::: Available data

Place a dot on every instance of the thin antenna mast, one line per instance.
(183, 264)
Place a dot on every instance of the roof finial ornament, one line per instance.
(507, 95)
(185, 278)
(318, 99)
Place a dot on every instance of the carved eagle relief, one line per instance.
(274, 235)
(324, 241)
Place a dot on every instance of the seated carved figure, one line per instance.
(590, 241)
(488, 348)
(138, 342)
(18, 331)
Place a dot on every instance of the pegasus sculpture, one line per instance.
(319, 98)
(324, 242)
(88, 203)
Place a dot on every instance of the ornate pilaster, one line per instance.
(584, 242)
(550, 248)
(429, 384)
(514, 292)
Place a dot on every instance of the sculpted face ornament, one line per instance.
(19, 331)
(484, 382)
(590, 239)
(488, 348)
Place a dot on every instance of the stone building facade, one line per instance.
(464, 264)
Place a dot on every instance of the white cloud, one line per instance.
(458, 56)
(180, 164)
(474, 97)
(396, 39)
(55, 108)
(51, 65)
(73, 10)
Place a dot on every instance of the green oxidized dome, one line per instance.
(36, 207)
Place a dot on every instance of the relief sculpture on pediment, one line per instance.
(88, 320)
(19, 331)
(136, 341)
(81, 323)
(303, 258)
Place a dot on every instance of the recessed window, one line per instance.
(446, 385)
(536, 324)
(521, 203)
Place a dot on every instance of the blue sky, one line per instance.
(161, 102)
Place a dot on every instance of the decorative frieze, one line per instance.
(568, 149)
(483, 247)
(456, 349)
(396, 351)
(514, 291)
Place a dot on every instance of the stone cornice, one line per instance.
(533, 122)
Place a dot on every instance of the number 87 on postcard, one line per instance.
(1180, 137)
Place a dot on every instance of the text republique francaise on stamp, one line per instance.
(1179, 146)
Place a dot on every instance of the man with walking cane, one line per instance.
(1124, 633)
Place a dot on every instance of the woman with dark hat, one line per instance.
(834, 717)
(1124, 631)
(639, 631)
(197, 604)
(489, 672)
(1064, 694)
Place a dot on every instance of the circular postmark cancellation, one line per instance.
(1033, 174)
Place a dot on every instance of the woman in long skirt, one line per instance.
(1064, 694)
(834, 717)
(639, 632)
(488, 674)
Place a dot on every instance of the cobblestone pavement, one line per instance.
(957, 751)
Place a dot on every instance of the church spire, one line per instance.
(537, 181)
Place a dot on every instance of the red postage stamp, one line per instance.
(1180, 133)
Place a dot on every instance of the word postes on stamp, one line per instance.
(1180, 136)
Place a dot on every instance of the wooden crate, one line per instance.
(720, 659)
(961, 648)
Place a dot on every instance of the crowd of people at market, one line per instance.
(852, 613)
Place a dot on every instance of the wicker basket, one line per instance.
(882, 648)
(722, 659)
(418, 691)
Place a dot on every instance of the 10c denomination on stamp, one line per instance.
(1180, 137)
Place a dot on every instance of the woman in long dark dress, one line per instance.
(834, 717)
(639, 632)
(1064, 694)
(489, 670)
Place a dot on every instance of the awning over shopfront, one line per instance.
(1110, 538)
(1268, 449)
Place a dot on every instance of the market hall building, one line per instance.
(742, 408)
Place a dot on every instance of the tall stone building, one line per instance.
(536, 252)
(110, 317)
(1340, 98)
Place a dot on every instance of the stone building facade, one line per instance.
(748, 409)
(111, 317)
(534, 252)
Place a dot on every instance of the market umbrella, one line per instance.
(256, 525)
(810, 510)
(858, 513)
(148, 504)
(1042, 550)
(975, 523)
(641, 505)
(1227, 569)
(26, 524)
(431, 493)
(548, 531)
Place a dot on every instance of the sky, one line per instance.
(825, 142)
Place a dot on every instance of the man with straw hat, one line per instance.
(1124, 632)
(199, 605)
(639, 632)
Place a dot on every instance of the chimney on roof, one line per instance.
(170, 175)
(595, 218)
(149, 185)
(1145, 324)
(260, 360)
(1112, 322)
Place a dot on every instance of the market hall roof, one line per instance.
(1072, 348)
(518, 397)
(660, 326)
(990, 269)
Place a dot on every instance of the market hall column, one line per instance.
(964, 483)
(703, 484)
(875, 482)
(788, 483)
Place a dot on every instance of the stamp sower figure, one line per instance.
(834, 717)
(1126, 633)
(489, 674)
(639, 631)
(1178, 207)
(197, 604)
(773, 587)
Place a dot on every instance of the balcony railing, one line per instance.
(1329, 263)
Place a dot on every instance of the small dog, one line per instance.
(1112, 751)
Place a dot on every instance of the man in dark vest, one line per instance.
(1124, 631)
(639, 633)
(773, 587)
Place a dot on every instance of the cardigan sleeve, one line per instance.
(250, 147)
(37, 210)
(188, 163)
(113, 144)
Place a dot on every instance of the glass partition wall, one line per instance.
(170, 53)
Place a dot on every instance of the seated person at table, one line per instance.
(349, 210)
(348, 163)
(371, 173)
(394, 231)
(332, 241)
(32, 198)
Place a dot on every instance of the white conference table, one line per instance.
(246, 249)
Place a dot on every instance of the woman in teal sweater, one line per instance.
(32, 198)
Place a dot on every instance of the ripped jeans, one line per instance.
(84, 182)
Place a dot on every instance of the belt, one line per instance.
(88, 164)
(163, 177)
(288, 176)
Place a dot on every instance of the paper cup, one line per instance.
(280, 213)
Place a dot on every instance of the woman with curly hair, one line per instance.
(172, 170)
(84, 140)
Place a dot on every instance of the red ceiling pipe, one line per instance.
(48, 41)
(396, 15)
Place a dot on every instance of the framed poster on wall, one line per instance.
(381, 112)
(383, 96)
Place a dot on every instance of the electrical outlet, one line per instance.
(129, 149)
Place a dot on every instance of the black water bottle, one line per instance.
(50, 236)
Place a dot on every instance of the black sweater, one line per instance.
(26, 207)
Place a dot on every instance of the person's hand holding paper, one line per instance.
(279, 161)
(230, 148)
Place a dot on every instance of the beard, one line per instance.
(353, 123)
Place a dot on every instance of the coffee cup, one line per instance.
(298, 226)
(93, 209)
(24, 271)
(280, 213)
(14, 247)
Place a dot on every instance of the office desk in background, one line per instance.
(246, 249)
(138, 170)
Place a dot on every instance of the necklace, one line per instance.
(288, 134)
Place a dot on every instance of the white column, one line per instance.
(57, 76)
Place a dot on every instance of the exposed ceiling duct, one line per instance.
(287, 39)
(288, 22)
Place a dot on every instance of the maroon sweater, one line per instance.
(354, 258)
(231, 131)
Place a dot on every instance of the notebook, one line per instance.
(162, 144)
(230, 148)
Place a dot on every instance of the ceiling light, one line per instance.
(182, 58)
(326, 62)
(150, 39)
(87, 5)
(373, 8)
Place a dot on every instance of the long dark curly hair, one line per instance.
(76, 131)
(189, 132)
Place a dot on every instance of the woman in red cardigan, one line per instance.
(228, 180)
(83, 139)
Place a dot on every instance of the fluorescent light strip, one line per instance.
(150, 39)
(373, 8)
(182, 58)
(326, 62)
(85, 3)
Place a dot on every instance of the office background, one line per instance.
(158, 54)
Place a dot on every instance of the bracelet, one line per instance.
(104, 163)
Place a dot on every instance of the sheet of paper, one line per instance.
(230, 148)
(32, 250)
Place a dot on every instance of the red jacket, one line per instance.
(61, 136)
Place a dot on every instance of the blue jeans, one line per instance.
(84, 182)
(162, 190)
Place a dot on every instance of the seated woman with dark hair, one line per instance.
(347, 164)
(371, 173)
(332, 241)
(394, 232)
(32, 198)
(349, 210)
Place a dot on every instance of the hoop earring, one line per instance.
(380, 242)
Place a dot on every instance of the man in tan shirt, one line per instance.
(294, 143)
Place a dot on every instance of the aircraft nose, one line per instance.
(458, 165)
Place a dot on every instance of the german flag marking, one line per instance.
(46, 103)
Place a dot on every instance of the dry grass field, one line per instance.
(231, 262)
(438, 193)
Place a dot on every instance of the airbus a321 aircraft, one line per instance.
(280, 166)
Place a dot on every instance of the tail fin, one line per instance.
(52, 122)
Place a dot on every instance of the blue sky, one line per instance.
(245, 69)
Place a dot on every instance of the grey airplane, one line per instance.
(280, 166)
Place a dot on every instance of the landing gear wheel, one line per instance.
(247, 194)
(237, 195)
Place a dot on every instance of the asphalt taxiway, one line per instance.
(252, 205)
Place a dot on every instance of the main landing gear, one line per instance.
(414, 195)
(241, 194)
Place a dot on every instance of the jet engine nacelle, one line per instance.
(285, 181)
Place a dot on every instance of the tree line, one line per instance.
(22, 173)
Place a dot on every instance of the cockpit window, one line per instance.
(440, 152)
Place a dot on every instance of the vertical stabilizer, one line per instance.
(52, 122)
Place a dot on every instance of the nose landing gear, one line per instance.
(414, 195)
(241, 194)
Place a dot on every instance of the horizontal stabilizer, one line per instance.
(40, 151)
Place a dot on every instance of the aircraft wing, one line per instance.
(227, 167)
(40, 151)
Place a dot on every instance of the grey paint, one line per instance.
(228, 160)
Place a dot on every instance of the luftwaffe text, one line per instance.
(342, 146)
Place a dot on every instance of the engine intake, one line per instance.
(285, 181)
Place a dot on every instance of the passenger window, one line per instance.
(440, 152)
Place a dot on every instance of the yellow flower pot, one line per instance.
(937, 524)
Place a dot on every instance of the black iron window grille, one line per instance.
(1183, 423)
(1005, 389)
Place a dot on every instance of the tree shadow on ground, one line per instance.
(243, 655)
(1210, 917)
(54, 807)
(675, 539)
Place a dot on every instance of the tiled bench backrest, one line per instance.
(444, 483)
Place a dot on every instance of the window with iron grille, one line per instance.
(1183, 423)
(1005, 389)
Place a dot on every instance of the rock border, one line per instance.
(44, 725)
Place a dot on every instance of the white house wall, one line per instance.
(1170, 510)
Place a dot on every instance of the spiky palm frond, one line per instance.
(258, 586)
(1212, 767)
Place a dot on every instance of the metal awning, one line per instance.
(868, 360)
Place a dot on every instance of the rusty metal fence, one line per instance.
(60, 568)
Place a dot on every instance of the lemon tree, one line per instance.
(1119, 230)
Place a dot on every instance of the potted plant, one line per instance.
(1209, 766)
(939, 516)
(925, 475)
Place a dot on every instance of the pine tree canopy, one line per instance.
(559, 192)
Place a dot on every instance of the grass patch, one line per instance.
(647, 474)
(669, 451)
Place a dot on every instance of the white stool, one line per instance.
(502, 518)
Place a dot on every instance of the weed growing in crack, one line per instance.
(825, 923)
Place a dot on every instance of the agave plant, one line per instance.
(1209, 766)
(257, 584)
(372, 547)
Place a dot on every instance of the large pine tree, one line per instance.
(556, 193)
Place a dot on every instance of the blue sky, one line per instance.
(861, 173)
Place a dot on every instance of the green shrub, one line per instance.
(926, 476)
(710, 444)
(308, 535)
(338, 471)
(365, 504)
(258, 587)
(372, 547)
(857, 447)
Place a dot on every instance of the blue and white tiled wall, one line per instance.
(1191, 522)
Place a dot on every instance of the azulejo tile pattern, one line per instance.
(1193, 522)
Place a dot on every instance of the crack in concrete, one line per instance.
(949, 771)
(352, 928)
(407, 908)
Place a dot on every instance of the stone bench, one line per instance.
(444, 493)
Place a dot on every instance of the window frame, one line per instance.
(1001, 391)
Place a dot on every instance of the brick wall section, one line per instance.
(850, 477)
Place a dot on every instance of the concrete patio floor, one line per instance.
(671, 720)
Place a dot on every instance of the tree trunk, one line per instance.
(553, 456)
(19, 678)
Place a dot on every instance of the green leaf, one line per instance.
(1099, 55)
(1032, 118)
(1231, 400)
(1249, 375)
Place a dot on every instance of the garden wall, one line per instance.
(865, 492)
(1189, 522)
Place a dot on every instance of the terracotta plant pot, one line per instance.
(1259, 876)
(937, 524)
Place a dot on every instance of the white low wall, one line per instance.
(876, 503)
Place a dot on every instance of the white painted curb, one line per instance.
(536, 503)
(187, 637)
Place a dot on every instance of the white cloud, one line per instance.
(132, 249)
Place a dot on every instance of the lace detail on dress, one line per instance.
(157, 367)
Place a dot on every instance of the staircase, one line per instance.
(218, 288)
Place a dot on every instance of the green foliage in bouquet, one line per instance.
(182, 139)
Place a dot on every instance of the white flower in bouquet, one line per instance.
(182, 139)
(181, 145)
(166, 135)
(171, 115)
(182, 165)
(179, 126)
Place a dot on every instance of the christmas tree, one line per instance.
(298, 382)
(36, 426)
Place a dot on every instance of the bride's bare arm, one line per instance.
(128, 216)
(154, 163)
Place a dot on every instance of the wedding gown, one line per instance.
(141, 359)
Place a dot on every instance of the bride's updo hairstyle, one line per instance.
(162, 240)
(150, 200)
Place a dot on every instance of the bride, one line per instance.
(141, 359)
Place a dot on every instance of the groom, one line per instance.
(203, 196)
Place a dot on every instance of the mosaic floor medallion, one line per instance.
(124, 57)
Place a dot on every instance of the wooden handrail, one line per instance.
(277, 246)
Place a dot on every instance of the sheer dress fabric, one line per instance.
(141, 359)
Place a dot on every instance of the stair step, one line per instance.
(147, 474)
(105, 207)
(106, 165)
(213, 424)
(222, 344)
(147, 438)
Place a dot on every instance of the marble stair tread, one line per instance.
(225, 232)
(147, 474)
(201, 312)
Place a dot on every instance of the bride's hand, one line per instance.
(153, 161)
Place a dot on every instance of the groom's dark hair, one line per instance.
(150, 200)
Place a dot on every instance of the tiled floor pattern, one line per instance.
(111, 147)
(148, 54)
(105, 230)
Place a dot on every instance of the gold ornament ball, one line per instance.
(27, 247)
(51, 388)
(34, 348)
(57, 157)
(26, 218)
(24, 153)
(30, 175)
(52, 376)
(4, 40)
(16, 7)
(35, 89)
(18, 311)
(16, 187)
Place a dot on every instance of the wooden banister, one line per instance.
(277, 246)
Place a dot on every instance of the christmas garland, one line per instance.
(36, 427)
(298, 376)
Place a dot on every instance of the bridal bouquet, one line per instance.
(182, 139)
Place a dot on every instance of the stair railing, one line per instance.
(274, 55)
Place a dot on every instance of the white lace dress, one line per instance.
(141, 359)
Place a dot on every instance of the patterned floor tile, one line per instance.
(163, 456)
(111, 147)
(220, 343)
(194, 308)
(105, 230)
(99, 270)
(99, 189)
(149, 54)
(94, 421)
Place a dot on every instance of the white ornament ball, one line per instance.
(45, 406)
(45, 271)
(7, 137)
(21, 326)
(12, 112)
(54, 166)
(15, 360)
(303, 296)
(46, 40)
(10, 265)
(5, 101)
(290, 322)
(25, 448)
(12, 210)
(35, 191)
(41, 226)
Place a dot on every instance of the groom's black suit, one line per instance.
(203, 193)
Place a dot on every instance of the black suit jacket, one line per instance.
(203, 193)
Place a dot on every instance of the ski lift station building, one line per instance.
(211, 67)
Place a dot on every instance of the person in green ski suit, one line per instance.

::::::

> [What the task asks]:
Copy out the lines of the data word for word, starting with the line containing "Place a dot on every instance of the groom's dark" and going on through the last line of the data.

> [Exercise result]:
Place a dot on every instance of the groom's dark hair, one line per instance.
(150, 200)
Place a dot on every instance of the tiled floor pattern, one line per instance.
(111, 147)
(148, 54)
(105, 230)
Place a dot on every instance of the gold ornament ball, one line per instance.
(27, 247)
(51, 388)
(34, 348)
(57, 157)
(26, 218)
(24, 153)
(30, 175)
(52, 376)
(4, 40)
(16, 7)
(35, 89)
(18, 311)
(16, 187)
Place a dot on every instance of the wooden banister, one line per instance.
(277, 246)
Place a dot on every instance of the christmas garland, one line per instance.
(36, 427)
(298, 376)
Place a dot on every instance of the bridal bouquet, one line per instance.
(182, 139)
Place a dot on every instance of the stair railing, one line per instance.
(274, 55)
Place a dot on every instance of the white lace dress, one line per instance.
(141, 359)
Place a dot on every instance of the patterned floor tile, one line per instance.
(163, 456)
(111, 147)
(220, 343)
(194, 308)
(105, 230)
(99, 270)
(99, 189)
(149, 54)
(94, 421)
Place a dot on every instance of the white ornament ball, one line per instance.
(45, 406)
(45, 271)
(7, 137)
(21, 326)
(12, 112)
(54, 166)
(15, 360)
(303, 296)
(46, 40)
(10, 265)
(5, 101)
(290, 322)
(25, 448)
(12, 210)
(35, 191)
(41, 226)
Place a dot on every instance of the groom's black suit, one line per instance.
(203, 193)
Place a dot on every instance of the black suit jacket, one line per instance.
(203, 193)
Place a dot on every instance of the ski lift station building, one line per instance.
(211, 67)
Place a dot on every instance of the person in green ski suit, one line per instance.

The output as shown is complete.